→ Source data:

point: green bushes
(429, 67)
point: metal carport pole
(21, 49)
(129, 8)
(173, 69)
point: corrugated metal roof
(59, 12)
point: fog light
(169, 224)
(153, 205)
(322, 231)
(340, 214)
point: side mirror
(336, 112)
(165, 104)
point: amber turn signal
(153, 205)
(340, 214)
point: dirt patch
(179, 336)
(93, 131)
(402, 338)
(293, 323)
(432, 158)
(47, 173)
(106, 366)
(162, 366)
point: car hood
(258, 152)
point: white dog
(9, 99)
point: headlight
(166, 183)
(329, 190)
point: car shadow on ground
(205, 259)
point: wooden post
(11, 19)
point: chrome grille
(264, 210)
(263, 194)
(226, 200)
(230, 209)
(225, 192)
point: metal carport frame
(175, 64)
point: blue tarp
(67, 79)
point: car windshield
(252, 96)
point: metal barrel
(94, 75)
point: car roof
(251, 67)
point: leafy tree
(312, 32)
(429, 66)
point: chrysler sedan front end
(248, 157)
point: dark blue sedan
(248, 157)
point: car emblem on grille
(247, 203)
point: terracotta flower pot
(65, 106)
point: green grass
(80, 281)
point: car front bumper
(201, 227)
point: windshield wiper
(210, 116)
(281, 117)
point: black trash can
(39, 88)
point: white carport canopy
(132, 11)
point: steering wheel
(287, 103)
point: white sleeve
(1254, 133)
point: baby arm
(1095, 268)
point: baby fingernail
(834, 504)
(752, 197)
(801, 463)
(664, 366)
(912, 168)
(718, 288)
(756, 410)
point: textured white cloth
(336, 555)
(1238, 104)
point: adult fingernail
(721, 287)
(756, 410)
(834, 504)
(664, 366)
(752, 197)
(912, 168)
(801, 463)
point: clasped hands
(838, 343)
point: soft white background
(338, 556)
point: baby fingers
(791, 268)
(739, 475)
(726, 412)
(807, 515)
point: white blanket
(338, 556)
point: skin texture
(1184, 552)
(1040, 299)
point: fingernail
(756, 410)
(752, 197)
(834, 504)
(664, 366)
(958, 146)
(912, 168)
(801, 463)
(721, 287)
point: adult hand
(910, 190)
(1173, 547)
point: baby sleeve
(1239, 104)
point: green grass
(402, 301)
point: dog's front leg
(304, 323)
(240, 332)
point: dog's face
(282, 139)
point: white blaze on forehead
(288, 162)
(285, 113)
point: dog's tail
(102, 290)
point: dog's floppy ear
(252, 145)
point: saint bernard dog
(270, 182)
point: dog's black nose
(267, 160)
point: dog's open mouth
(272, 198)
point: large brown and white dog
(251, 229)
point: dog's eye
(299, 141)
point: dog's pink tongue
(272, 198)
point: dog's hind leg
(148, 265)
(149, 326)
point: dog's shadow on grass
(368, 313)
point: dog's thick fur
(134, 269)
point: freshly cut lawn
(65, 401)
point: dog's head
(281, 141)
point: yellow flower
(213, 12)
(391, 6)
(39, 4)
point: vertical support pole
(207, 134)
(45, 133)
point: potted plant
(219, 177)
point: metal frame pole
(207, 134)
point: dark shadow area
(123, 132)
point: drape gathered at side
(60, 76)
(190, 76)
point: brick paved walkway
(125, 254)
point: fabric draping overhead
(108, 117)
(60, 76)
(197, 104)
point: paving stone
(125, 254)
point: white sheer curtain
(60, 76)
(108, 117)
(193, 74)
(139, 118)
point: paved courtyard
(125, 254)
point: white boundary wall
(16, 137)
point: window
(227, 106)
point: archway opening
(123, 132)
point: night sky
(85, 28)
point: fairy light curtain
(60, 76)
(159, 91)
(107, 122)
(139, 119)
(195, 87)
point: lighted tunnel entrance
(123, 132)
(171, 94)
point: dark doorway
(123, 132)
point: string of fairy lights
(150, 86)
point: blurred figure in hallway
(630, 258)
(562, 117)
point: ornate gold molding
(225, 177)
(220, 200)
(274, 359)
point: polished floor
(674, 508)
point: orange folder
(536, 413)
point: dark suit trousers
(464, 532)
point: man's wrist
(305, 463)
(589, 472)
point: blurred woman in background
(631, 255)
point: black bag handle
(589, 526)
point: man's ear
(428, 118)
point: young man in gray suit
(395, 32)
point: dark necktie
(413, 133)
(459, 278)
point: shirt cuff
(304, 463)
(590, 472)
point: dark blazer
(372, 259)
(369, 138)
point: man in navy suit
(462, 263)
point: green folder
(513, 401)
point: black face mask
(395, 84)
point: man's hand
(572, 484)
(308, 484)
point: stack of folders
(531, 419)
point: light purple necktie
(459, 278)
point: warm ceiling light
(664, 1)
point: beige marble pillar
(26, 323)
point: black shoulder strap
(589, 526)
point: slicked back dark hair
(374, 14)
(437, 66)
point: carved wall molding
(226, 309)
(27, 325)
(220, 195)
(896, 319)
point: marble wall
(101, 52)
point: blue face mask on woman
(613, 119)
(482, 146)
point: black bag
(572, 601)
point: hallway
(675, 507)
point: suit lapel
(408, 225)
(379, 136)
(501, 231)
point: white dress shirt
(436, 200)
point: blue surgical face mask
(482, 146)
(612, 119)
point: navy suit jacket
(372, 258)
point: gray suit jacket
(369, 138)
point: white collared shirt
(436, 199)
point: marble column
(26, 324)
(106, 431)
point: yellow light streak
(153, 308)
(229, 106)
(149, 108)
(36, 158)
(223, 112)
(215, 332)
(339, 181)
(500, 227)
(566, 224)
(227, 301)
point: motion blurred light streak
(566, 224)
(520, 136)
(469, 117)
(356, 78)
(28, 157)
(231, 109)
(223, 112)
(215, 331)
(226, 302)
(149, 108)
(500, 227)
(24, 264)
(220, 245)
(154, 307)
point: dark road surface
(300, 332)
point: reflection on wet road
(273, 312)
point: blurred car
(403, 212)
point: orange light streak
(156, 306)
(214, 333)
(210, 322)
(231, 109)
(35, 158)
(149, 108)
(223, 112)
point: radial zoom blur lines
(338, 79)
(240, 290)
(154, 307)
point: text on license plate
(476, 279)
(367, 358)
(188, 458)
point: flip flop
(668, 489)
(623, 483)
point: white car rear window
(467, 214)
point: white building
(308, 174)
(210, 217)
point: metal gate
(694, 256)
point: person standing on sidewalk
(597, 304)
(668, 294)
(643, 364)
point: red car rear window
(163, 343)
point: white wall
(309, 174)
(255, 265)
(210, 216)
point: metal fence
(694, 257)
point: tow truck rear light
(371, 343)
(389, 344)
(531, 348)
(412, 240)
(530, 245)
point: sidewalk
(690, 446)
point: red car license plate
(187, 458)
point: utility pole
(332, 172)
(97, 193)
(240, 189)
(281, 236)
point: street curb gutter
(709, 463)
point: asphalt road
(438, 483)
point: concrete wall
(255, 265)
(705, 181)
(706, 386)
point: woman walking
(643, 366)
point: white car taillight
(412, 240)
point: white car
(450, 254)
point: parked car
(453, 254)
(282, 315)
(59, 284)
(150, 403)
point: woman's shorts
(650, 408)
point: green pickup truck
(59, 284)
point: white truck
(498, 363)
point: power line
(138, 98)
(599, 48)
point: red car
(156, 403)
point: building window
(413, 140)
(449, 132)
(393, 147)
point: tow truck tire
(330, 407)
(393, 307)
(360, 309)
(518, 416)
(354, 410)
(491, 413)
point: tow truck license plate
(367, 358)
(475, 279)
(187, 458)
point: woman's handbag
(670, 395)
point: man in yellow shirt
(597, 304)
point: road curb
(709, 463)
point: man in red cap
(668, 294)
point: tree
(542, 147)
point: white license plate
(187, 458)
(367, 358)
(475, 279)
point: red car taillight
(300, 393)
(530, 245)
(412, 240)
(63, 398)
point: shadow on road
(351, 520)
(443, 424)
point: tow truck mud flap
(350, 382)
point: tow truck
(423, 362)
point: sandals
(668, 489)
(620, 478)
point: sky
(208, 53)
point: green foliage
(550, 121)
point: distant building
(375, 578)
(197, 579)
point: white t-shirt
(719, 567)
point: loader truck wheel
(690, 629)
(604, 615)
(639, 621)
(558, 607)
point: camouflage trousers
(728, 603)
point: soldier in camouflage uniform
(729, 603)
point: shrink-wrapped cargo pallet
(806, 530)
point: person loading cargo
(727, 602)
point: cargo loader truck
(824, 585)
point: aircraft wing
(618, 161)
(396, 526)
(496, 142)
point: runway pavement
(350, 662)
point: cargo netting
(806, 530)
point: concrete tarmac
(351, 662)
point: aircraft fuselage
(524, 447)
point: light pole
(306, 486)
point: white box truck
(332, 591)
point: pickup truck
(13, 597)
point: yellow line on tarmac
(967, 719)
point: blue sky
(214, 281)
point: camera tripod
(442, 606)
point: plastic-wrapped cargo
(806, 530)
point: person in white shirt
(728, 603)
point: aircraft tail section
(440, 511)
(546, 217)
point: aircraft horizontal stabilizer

→ Required action: Your task is to transcribe exactly the lines from the one with "point: red car taillight" through the end of the data, both included, and nothing besides.

→ Output below:
point: red car taillight
(300, 393)
(530, 245)
(412, 240)
(63, 398)
point: shadow on road
(351, 520)
(443, 424)
point: tow truck mud flap
(350, 382)
point: tow truck
(423, 362)
point: sandals
(668, 489)
(620, 478)
point: sky
(208, 53)
point: green foliage
(550, 121)
point: distant building
(375, 578)
(197, 579)
point: white t-shirt
(719, 567)
point: loader truck wheel
(690, 629)
(604, 615)
(639, 621)
(558, 607)
point: camouflage trousers
(728, 603)
point: soldier in camouflage uniform
(729, 603)
point: shrink-wrapped cargo pallet
(806, 530)
point: person loading cargo
(727, 602)
point: cargo loader truck
(824, 585)
point: aircraft wing
(618, 161)
(396, 526)
(496, 142)
point: runway pavement
(350, 662)
point: cargo netting
(806, 530)
point: concrete tarmac
(351, 662)
point: aircraft fuselage
(524, 447)
point: light pole
(306, 486)
point: white box truck
(332, 591)
point: pickup truck
(13, 597)
point: yellow line on tarmac
(967, 719)
point: blue sky
(214, 281)
point: camera tripod
(442, 606)
point: plastic-wrapped cargo
(806, 530)
point: person in white shirt
(728, 603)
point: aircraft tail section
(440, 511)
(546, 217)
point: aircraft horizontal stabilizer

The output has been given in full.